:: DATA SECTION

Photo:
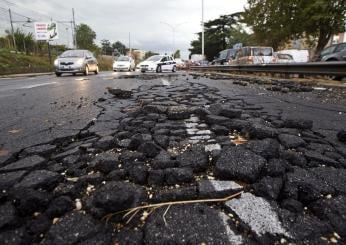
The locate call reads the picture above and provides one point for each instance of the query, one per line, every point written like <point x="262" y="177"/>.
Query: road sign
<point x="46" y="31"/>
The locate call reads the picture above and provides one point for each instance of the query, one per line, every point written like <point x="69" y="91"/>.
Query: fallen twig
<point x="152" y="207"/>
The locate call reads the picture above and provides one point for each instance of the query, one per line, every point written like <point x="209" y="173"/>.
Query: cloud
<point x="114" y="20"/>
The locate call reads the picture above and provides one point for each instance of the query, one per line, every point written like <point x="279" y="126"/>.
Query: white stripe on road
<point x="36" y="85"/>
<point x="165" y="82"/>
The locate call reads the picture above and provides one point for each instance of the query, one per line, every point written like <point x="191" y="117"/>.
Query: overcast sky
<point x="144" y="19"/>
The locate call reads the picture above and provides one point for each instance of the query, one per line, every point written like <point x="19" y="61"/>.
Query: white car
<point x="124" y="63"/>
<point x="282" y="58"/>
<point x="158" y="63"/>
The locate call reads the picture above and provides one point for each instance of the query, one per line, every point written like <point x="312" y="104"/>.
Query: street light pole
<point x="203" y="27"/>
<point x="12" y="30"/>
<point x="174" y="28"/>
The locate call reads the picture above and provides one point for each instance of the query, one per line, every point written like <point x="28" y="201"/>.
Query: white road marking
<point x="36" y="85"/>
<point x="165" y="82"/>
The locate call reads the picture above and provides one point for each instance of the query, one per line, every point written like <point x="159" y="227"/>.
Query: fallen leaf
<point x="3" y="152"/>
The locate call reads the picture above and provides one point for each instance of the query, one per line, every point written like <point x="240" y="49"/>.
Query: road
<point x="37" y="110"/>
<point x="175" y="137"/>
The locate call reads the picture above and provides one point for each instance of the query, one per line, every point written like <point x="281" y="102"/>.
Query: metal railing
<point x="313" y="68"/>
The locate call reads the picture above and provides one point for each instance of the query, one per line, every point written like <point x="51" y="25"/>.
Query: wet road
<point x="36" y="110"/>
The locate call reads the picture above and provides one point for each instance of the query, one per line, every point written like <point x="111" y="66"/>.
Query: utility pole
<point x="174" y="29"/>
<point x="203" y="27"/>
<point x="130" y="51"/>
<point x="74" y="29"/>
<point x="14" y="39"/>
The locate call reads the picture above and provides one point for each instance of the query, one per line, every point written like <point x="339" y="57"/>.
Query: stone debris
<point x="217" y="188"/>
<point x="258" y="214"/>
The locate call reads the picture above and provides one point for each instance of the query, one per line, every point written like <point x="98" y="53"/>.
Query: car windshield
<point x="124" y="58"/>
<point x="328" y="50"/>
<point x="155" y="58"/>
<point x="73" y="53"/>
<point x="285" y="57"/>
<point x="262" y="52"/>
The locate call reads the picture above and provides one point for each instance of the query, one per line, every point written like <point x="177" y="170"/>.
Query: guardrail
<point x="313" y="68"/>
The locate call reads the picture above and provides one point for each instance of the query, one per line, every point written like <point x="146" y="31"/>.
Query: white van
<point x="255" y="55"/>
<point x="299" y="55"/>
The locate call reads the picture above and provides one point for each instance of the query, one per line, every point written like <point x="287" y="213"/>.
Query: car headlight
<point x="80" y="62"/>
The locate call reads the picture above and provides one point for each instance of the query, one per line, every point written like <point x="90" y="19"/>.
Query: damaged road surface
<point x="179" y="160"/>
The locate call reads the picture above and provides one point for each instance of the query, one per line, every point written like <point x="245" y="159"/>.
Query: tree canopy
<point x="221" y="33"/>
<point x="274" y="22"/>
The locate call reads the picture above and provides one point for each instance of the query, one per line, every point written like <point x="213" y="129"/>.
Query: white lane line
<point x="36" y="85"/>
<point x="165" y="82"/>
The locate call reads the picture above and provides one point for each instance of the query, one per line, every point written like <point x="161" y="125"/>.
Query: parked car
<point x="158" y="63"/>
<point x="254" y="55"/>
<point x="282" y="58"/>
<point x="298" y="55"/>
<point x="225" y="57"/>
<point x="76" y="61"/>
<point x="124" y="63"/>
<point x="336" y="52"/>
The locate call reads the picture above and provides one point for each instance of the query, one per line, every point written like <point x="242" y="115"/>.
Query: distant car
<point x="336" y="52"/>
<point x="225" y="57"/>
<point x="298" y="55"/>
<point x="76" y="61"/>
<point x="158" y="63"/>
<point x="124" y="63"/>
<point x="283" y="58"/>
<point x="254" y="55"/>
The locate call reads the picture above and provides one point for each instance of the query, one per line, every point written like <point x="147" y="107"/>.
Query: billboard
<point x="46" y="31"/>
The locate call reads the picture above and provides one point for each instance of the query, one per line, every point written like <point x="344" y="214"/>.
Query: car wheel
<point x="86" y="72"/>
<point x="335" y="78"/>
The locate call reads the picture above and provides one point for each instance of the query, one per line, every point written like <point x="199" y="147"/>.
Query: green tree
<point x="85" y="37"/>
<point x="274" y="22"/>
<point x="220" y="34"/>
<point x="176" y="54"/>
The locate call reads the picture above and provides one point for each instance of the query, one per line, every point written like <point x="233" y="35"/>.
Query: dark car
<point x="224" y="57"/>
<point x="336" y="52"/>
<point x="76" y="61"/>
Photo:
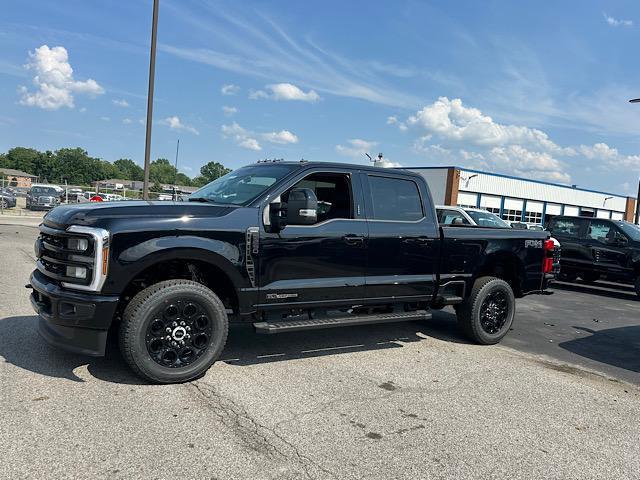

::::

* GOAL *
Extract each line from the rows above that contains the string "white", treating uppercase and lowercase letters as distinct.

* FINISHED EXERCISE *
Query: white stripe on road
Query: white car
Query: white road marking
Query: white van
Query: white lane line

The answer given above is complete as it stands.